In our two previous columns on the recent lawsuit by a Texas-based nonprofit organization—Faculty, Alumni, and Students Opposed to Racial Preferences (FASORP)—against Harvard Law Review (HLR) for its use of race and gender in selecting its members and authors for publication, we explored challenges the plaintiff faces in establishing standing to sue in federal court, the relationship of Title VI and IX (the statutory provisions the plaintiff has invoked) to the constitutional requirements of equal protection, and some lessons from the Supreme Court’s decisions in Grutter and Fisher for assessing whether and when a law review may have an interest in promoting diversity. In this, our third and final installment in the series, we focus on the extent to which courts should defer to law reviews when they assert diversity as a basis for considering race and gender and broaden our analysis to consider the future of Grutter and Fisher and affirmative action more generally in the new Supreme Court.
The Deference Dance (and the Fine Line HLR Must Walk in Performing It)
As we noted last time, in Grutter the Supreme Court deferred to the judgment of the University of Michigan Law School that diversity, including having a critical mass of racial minority students, was a compelling interest that justified consideration of race under the strict scrutiny standard. The Court explained that deference was warranted because determining educational benefits involved “educational judgments in an area that lies primarily within the expertise of the university.” By contrast, the Court also ruled that no deference was owed to the law school on whether the means to achieve diversity was narrowly tailored. In its rulings in Fisher, the Court affirmed this distinction, explaining that the diversity interest that a university “deems integral to its mission” entails “an academic judgment to which some, but not complete, judicial deference is proper” but that “no deference is owed when determining whether the use of race is narrowly tailored to achieve the university’s permissible goals.” (In an earlier ruling in the Fisher litigation, the Court had vacated the Court of Appeals’ decision because the lower court had required merely that the university’s use of race be in “good faith” and had not applied the proper narrow tailoring standard.)

» **STORED DATA**
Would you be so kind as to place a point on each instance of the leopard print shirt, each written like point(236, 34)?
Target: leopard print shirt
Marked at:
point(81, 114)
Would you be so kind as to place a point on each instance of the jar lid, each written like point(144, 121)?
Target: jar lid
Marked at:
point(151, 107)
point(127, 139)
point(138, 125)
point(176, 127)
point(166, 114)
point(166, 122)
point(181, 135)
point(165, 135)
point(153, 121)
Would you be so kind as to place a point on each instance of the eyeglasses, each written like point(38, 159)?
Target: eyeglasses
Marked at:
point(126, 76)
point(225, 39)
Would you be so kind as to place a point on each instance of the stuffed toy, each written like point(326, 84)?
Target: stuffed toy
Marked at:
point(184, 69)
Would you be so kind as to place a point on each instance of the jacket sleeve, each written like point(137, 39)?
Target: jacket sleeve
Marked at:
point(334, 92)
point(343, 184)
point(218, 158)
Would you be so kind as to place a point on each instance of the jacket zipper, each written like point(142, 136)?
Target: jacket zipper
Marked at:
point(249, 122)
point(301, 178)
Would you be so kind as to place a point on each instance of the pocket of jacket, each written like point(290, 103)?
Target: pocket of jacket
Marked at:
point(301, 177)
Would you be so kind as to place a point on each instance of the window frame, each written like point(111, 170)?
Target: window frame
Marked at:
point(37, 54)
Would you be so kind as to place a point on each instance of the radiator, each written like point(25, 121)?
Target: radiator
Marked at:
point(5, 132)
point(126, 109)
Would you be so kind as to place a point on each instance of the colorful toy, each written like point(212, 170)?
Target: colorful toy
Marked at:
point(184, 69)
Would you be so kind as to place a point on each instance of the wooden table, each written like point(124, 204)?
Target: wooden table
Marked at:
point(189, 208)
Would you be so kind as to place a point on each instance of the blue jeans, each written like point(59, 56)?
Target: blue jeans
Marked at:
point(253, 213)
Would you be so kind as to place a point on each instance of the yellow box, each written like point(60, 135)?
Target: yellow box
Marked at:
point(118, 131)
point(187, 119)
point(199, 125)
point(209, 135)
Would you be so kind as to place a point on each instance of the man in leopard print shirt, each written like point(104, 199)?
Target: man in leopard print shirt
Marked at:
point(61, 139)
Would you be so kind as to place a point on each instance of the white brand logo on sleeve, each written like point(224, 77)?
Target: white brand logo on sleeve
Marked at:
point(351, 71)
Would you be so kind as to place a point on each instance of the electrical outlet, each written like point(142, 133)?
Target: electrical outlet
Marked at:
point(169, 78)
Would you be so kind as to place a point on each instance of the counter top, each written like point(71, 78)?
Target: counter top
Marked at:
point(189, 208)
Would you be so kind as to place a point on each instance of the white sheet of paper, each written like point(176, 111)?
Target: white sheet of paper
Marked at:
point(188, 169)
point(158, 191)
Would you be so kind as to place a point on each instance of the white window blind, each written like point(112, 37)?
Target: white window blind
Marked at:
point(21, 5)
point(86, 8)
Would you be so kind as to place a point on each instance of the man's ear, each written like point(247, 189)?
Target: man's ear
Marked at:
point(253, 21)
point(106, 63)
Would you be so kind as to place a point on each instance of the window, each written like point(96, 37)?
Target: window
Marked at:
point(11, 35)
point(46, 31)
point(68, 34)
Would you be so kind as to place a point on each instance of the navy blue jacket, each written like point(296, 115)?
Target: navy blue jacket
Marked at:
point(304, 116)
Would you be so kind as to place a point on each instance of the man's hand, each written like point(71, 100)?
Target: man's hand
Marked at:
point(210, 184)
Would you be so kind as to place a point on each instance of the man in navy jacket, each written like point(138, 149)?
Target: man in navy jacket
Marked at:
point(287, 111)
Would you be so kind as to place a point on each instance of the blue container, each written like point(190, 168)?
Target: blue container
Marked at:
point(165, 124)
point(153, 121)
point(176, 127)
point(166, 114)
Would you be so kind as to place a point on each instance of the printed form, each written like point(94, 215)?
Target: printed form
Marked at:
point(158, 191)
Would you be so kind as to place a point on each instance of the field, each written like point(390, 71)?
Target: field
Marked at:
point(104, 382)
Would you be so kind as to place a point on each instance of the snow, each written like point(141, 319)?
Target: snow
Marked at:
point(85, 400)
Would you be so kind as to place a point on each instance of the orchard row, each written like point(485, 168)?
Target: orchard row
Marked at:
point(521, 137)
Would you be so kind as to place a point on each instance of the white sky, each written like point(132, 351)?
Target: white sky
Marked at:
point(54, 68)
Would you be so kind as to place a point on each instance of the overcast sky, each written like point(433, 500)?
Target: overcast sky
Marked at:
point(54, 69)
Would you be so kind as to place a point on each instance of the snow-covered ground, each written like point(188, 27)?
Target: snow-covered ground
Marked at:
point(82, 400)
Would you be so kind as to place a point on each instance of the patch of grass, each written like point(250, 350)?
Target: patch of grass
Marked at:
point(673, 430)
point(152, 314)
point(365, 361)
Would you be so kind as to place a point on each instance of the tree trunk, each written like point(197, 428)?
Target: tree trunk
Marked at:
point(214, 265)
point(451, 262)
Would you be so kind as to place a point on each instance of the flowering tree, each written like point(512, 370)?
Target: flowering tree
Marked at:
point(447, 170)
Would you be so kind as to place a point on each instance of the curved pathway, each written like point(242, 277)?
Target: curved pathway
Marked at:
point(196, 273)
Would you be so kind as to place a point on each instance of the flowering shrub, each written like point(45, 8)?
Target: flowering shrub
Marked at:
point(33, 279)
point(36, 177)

» **EXERCISE AIM**
In the excerpt on the Harvard Law Review lawsuit, why did the Supreme Court, in an earlier ruling in the Fisher litigation, vacate the Court of Appeals' decision?

» **EXERCISE SOLUTION**
The lower court had required only that the university's use of race be in "good faith" and had not applied the proper narrow tailoring standard.